____ READING PASSAGE

Apologies where they are due

G

Gareth's Downstairs Computer 8 years ago

I must apologise if I periodically raise the same subjects as before, such as the graphics processor and instruction encodings, etc, but the situation is that I have a number of very deep seated interests other than just low-level computing, particularly amateur radio, horology, model railways and bellringing, and I tend to be single mindedly being utterly fascinated by only ever one at any time with the result that it can be many weeks or months before returning to any one interest.

However, it remains that my computing interest, resulting from my first real job 45 years ago, is to produce an interactive programming language (the interactivity of BASIC or FORTH) but that runs at the speed of compiled code and yet is fully reconstructable as the original source.

For example, due to operator precedence, parentheses might prove to be unnecessary, but you'd be justifiably miffed if they disappeared from the source code, as source code has human understandabilty considerations, and so it becomes necessary to insert a special form of NOP in the compiled code to represent the parentheses; only one NOP for each pair.

So, the reason for wanting the instruction encoding of the A53 (now discovered in excelsis) is to seek ambiguous forms of the same instruction to let me effectively insert such NOPs but without unnecessarily slowing down a program.

This interest might well be obsolete nowadays, now that there is no shortage of either RAM or disk files to store both source and object, but old habits die hard!

I also have no doubt that these ideas of mine will have been well resolved by countless others over the decades and that I will be re-inventing the wheel but calling it fire.

I previously worked on this project prior to retirement

32 years ago with the CRAP and SOAS lanuages on the x86 processors but found that intensive programming in the evenings after intensive programming during the working hours was just too tiring.

CRAP, Create Rapidly Application Programs, was a tokenised interpreter, just to get the ideas down (just 6 weeks of eveinings and weekends to get an interpreter that could list itself) and SOAS, S*it Off A Shovel, was the faster version where the source code tokens were the compiled code itself.

Sorry, apologies again, waffling on!

Vote

M

Martin Gregorie 8 years ago

You probably already know this, but don't forget that many BASICs were in reality compiled because RUN compiled into some more compact form and then executed that. Many UNIX scripting languages are the same (AWK, Perl, etc): they generate some form of P-code, which is then interpreted by the runtime system. This seems to be a nice compromise, especially if the code generated from each statement is the minimum needed to pass variables to the previously compiled runtime system - the result could be nearly as fast as optimised compiled code.

________

— TO DO —
#1 In the forum thread about an interactive programming language, what does the name CRAP stand for?
#2 Continue the forum thread about an interactive programming language, picking up after the final sentence of the last post.

____ RECORD LIST

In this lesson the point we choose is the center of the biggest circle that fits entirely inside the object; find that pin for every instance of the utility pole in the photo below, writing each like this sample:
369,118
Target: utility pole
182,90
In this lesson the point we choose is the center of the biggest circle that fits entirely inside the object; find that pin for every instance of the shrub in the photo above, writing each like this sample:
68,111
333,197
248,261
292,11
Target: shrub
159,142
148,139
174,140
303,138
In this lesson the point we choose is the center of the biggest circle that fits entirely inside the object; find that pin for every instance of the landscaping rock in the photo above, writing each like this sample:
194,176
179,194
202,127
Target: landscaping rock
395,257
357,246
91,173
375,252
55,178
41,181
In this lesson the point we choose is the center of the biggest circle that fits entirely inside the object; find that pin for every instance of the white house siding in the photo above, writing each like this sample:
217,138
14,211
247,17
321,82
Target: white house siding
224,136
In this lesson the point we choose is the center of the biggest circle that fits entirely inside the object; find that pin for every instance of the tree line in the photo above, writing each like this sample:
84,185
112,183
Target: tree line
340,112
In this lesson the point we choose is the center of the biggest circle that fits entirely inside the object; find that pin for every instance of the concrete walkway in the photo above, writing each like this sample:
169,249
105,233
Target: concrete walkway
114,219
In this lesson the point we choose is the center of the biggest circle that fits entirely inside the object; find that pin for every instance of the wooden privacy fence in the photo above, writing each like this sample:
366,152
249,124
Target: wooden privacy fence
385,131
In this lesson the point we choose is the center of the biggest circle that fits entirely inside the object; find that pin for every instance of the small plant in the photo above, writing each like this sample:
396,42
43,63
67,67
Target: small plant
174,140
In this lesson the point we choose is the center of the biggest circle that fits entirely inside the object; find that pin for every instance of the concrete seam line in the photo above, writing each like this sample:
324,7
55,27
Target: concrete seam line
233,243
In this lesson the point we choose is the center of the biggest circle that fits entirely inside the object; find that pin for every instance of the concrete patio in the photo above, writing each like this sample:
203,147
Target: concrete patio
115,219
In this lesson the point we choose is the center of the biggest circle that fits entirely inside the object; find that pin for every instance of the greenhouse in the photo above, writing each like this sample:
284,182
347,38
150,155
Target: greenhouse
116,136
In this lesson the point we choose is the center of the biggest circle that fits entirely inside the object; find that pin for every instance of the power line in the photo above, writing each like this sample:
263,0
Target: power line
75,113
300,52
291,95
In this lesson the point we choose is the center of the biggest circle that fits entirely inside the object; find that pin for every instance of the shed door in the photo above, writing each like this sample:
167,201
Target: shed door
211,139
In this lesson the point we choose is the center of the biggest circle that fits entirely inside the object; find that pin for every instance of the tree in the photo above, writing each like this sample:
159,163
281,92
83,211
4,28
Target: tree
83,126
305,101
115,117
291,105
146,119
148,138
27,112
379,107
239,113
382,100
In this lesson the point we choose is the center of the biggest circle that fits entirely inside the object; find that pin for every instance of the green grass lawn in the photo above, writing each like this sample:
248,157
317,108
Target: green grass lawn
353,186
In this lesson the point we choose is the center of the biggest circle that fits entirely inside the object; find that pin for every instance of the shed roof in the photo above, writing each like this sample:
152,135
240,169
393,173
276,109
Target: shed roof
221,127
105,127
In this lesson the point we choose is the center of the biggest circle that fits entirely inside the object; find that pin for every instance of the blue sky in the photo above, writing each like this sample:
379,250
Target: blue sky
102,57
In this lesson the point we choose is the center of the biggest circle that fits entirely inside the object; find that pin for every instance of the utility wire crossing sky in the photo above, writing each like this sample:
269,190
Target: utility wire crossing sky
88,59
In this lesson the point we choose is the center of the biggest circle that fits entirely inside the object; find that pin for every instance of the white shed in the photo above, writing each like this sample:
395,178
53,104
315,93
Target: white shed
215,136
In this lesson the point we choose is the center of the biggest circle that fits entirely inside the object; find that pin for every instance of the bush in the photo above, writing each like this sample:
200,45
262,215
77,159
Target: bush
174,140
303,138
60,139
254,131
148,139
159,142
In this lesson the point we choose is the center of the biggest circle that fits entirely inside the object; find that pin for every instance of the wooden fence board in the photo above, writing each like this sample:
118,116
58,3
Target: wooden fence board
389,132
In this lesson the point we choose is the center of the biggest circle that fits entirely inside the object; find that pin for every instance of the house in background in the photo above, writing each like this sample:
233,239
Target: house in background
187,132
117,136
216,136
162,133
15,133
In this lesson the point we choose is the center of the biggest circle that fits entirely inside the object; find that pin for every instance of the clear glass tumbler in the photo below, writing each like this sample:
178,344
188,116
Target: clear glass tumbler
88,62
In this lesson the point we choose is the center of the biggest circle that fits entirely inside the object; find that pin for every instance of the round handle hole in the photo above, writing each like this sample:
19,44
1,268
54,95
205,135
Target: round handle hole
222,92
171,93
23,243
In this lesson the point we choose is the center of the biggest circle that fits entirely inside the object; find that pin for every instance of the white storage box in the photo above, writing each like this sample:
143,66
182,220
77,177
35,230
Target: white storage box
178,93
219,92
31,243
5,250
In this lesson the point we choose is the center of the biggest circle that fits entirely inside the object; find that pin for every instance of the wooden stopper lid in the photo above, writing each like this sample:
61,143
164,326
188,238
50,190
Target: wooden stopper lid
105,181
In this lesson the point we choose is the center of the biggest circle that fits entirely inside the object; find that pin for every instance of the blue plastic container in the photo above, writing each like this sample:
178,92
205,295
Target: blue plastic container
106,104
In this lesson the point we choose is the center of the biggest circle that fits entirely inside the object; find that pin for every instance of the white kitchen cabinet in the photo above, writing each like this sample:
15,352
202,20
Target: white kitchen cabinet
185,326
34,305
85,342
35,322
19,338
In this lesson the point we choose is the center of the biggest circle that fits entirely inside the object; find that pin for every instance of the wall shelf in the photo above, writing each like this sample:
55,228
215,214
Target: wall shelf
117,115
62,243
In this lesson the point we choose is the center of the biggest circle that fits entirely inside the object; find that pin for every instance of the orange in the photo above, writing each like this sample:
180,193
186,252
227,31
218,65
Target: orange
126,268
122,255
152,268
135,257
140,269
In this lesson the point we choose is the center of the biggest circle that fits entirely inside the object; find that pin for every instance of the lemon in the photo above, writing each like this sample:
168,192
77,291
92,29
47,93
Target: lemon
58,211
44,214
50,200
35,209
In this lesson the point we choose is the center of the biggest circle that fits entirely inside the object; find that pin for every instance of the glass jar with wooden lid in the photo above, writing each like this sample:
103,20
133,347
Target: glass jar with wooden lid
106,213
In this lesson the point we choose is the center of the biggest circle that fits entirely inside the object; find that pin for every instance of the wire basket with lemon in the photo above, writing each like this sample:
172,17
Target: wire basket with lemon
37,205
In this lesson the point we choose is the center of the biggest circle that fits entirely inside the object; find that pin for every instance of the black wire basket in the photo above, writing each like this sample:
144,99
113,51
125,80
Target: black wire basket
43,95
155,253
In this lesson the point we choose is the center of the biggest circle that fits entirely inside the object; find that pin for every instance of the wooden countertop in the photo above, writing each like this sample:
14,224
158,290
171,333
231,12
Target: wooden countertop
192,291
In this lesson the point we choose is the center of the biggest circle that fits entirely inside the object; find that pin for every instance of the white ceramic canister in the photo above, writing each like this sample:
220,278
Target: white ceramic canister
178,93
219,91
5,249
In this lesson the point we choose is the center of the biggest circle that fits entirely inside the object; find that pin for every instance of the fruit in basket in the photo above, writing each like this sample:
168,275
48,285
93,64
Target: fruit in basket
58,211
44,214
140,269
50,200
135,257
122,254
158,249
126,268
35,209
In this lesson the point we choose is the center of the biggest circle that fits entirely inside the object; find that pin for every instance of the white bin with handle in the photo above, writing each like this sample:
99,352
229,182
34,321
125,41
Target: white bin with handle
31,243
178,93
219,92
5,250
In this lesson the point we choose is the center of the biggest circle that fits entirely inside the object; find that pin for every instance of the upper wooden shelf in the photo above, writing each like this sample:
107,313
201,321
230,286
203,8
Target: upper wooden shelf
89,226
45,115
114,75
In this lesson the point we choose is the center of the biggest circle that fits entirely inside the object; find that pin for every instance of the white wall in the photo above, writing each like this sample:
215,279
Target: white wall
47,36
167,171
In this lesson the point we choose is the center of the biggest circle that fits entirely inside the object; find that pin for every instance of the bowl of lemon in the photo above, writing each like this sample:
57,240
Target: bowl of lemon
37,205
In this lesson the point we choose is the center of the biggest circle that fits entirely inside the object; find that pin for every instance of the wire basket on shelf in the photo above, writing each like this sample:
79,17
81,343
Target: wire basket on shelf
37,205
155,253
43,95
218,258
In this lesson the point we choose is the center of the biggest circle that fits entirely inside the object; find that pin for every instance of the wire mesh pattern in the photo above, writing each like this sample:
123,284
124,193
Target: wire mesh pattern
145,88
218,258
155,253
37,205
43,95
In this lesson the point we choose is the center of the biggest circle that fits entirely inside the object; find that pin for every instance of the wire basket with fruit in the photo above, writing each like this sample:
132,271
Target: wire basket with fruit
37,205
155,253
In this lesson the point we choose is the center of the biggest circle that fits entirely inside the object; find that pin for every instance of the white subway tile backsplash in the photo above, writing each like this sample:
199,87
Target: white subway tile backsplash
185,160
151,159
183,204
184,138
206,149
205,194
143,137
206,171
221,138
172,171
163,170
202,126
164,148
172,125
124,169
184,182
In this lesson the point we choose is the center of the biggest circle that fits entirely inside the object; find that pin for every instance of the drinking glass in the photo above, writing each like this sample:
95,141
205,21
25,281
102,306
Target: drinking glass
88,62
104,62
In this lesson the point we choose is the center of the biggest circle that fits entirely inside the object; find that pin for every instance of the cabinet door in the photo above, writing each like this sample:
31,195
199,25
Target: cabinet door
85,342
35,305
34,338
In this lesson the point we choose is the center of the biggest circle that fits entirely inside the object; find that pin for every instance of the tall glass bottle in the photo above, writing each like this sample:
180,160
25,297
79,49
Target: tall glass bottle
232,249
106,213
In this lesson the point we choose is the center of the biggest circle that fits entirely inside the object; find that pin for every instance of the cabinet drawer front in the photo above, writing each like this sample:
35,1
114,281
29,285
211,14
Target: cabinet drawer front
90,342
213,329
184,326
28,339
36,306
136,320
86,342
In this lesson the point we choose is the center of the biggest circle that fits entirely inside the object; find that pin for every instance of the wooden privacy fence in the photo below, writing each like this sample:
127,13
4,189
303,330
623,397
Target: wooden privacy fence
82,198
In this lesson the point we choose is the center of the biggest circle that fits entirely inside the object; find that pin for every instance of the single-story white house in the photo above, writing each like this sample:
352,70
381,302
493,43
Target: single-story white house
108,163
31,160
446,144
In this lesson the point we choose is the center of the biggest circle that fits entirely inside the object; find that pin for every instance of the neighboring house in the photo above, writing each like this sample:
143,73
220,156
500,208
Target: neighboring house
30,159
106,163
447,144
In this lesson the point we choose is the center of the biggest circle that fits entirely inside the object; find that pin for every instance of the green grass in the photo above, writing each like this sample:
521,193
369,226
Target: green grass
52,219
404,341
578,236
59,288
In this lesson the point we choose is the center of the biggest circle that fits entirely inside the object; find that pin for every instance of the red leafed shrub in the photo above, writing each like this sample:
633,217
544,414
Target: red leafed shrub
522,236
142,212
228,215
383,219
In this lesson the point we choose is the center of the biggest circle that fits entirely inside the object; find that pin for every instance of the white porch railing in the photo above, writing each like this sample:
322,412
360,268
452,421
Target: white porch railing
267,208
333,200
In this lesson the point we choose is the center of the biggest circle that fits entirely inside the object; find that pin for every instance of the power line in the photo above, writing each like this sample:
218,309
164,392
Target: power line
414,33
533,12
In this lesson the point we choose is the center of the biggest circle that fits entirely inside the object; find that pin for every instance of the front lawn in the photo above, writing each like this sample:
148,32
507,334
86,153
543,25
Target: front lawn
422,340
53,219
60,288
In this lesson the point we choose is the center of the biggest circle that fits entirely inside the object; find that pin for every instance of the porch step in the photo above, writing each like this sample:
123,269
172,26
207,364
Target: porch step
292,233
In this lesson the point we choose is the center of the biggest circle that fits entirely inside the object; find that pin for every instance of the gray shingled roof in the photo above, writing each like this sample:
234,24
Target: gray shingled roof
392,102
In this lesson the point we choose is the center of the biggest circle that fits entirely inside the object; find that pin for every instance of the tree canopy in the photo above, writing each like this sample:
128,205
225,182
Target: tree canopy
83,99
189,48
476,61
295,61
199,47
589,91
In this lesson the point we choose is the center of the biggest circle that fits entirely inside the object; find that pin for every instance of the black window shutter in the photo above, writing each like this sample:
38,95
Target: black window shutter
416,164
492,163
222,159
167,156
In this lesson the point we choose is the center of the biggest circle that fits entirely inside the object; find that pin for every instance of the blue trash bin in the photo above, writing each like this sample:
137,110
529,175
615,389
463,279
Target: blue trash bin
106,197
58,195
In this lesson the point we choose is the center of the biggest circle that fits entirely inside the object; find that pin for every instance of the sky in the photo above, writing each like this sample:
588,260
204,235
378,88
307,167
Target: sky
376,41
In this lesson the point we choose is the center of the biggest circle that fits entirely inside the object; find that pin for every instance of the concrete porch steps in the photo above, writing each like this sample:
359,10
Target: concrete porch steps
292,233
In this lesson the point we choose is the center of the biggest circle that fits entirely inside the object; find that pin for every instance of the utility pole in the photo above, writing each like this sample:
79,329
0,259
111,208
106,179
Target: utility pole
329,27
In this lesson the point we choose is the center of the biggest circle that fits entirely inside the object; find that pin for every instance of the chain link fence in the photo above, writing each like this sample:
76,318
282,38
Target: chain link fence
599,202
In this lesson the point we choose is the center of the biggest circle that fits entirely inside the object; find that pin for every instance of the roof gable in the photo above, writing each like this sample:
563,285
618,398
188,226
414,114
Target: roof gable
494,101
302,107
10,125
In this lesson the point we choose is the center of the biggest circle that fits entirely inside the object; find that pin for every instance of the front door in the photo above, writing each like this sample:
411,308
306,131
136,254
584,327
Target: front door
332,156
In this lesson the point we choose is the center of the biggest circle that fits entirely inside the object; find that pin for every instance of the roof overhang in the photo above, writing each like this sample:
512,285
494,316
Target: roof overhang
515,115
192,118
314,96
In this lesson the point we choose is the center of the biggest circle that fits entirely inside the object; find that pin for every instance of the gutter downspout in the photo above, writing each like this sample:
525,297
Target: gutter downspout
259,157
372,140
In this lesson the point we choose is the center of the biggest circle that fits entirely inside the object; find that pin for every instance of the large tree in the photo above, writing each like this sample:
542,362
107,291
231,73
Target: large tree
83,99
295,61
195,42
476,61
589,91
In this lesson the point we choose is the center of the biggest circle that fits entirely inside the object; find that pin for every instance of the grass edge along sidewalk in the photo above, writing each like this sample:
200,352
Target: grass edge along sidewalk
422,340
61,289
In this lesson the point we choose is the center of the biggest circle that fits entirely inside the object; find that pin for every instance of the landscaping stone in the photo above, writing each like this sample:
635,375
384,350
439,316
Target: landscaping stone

________

— RESULTS FOR THE EXERCISE —
#1 Create Rapidly Application Programs

#2
BTW, have you looked at JOSS or its derivatives, JEAN and FOCAL? JOSS was one of the earlier interactive languages. JEAN ran on 1900 mainframes and FOCAL was a DEC language.

There may be some nice ideas there, especially that like BASIC, JEAN line numbers were treated as labels but, unlike BASIC, the line numbers were real numbers. This made the editor simple since lines were always in numeric order and, if you needed to add a line between 1.2 and 1.3 you just gave it a line number of 1.25 Another nice trick was that all the lines with the same integer part (known in JEAN as a 'part') could be treated as a subroutine.

The main drawback was that conditions were suffixes to the statement they controlled, so didn't have ELSE branches:

1.1 INPUT R as "Input a radius" 1.15 FINISH IF R = 0.0 1.2 DO PART 2 IF R > 0.0 1.25 GOTO 1.1 1.3 PRINT "Radii must be positive values" 1.4 GOTO 1.1 2.0 A = Pi * R * R 2.1 PRINT A "Area is %.%%"

.... or something like that. Its been 50 years since I last used JEAN.

Martin | martin at Gregorie | gregorie dot org

Vote

G

Gareth's Downstairs Computer 8 years ago

Interesting response, thankyou.

The essence behind my thinking is that there has to be a unique tokenised form of source code, which is usually ASCII or Unicode, and why should that unique form not also be the compiled code?

The sort of ambiguities that I seek are the two different ways of adding R3 to R2 ...

ADD R2,R2,R3

or

Add R2,R3,R2

OK, can't compile completely as there has to be some symbol table info somewhere so that a variable defined as, eg, CurrentArrayIndex does not list back as V32 :-)

Vote

M

Martin Gregorie 8 years ago

You might also want to think about the editor part of your runtime. I'm saying this because a major difference in usability between interactive languages (and even between various BASICs) is the ease of use or plain horridness of some of the editors they've used to view and change programs.

I had a quick search for a runnable version of JEAN but, unless there is one bundled in with the George 3 emulator, I don't think there are any runnable versions of it or JOSS available. I know I used JEAN under Minimop way back when and *thought* I had also used it during George 3 interactive MOP sessions but maybe I was mistaken.

Martin | martin at Gregorie | gregorie dot org

Vote

G

Gareth's Downstairs Computer 8 years ago

Writing an editor is something to come after the basic text in/out has been resolved and bootstrapped into its own language.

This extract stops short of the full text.